Input data —
>>
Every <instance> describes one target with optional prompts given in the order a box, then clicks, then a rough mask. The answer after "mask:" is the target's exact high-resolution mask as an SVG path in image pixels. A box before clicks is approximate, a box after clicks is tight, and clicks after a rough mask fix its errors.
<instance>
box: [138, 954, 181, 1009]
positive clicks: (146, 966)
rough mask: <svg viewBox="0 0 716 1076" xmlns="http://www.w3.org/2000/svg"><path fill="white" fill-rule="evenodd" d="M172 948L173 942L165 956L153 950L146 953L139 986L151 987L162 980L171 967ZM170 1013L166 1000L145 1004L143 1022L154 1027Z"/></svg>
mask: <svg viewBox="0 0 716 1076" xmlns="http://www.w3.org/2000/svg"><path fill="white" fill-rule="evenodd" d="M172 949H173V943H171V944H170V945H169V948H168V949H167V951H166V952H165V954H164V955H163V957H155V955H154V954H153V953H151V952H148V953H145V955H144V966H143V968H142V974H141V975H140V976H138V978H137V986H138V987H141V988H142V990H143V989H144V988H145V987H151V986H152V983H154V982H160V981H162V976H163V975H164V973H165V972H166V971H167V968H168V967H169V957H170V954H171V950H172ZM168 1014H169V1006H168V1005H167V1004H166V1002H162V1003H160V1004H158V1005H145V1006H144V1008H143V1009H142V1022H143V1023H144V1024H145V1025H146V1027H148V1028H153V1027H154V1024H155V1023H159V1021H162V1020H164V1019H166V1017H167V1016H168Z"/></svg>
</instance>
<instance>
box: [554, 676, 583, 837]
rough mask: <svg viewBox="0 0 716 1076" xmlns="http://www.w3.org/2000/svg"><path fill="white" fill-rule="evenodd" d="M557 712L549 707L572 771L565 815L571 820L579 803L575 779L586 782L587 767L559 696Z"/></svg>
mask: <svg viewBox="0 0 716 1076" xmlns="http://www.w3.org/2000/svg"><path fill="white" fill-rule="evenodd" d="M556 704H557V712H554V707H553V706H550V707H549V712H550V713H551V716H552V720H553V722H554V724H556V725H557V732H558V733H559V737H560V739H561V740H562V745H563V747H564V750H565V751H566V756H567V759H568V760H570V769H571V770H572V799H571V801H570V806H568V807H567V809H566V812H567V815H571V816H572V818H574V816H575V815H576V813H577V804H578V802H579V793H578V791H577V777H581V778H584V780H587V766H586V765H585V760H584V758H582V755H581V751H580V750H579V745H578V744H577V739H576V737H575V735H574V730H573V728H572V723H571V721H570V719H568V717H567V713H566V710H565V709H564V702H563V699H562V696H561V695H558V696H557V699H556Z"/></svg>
<<
In the listing above, please print only the lines from the first one to the line where "positive clicks: (146, 966)" appears, exactly as written, both of those lines included.

Every <instance> describes one target with optional prompts given in the order a box, then clicks, then a rough mask. The answer after "mask:" is the target's exact high-resolution mask as an SVG path in image pixels. A box before clicks is approximate, a box after clicks is tight, and clicks after a rough mask fix its errors.
<instance>
box: [138, 954, 181, 1009]
positive clicks: (146, 966)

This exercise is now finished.